PAGE TEXT
§ §

Taft added that Pollo Tropical’s same-store sales increase was notable, as the brand posted a 9.4-percent increase in the same quarter last year. He said that quarter was “the most formidable lap the brand will face this year.”
Fiesta opened two Pollo Tropical restaurants in the quarter and two Taco Cabana units. “We have a total of 14 to 17 company-owned and -operated restaurants scheduled to open this year, of which nine to 11 will be Pollo Tropical and the remaining five to six will be Taco Cabana,” Taft said.
“And while this is not specifically included in the 2013 guidance,” he added, “we are pursuing the direction of brand coexistence and the synergies that it could provide our Fiesta business when Pollo Tropical were to move West and Taco Cabana were to head East. We believe that the inherent benefits of situating both brands in the same market include shared infrastructure, managerial oversight, a trained labor source and supply chain optimization.”
Internationally, Fiesta expects to open 10 franchise units this year, including its first restaurant in India, which is expected to open soon.

§ §

(Entries from a point annotation set)
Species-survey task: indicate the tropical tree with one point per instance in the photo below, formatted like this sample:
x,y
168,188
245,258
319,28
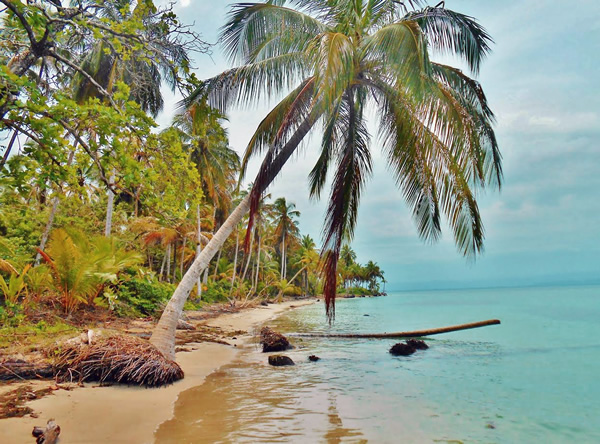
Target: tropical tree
x,y
338,57
286,229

§ §

DIRECTIVES
1) In the Fiesta article, how many company-owned and -operated restaurants does Fiesta have scheduled to open this year?
2) Pick up the Fiesta article after its last sentence and keep writing.
None of these records matter here.

RESULTS BY TASK
1) 14 to 17

2)
The company is also stepping up efforts to market the brands in nontraditional venues, Taft said, such as airports, transportation facilities, universities and sports arenas. During the first quarter, the first unit opened at the University of South Florida.
Lynn Schweinfurth, Fiesta’s chief financial officer, said commodity inflation would be about the same as last year. “We're expecting cost increases at Taco [Cabana] between 1 percent and 2 percent, “ she said, “and at Pollo [Tropical] 2 percent to 3 percent.”
As of March 31, Fiesta owned and operated 93 Pollo Tropical restaurants and 162 Taco Cabana units. The company franchised an additional 36 Pollo Tropical restaurants in the United States, Puerto Rico, the Bahamas, Costa Rica, Ecuador, Honduras, Panama, Trinidad and Tobago, and Venezuela, and eight Taco Cabana restaurants in the United States.